▸ **Aim 1**
In the passage on pinning dependency versions, which tools does it name as doing proper dependency resolution?
▸ **Aim 2**
Retype the part of the passage on pinning dependency versions that opens with the words containing "Edit: This person" and closes with "cause them problems.".

TL;DR: You want to play it loose with requirements for libraries (which mllaunchpad is), and strict for applications (which mllaunchpad is not).

Edit: This person explains it better than I do: https://stackoverflow.com/a/44938662

In this case, for a library (which mllaunchpad is), not specifying specific versions is okay. Because our users will have to manage a bunch of their own dependencies (=requirements), too, we want to give them as much flexibility as possible. Otherwise, if we specified for example pandas==1.0.1 and the library's users had to use a pre-1.0 version of pandas to be compatible with some other library they want to use, this would cause them problems.

Not specifying a version is not the same as saying "use the newest version available". While in practice, of course, pip tries to get the newest versions that are available, we leave this open, so that there's wiggle room to find compatible versions. Some tools (not pip (at least not yet), but e.g. pip-tools, pipenv, poetry and dephell) do proper dependency resolution, searching for versions that satisfy all dependencies (also inter-dependency).

▸ **Given information**

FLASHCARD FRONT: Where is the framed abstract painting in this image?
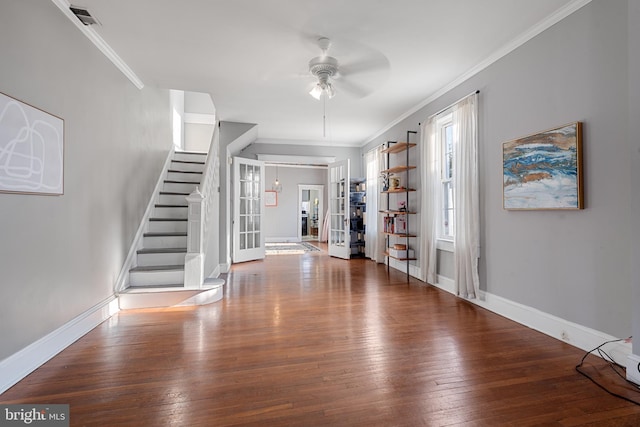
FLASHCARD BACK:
[502,122,584,210]
[0,93,64,195]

▸ **Expected answer 1**
pip-tools, pipenv, poetry and dephell

▸ **Expected answer 2**
Edit: This person explains it better than I do: https://stackoverflow.com/a/44938662

In this case, for a library (which mllaunchpad is), not specifying specific versions is okay. Because our users will have to manage a bunch of their own dependencies (=requirements), too, we want to give them as much flexibility as possible. Otherwise, if we specified for example pandas==1.0.1 and the library's users had to use a pre-1.0 version of pandas to be compatible with some other library they want to use, this would cause them problems.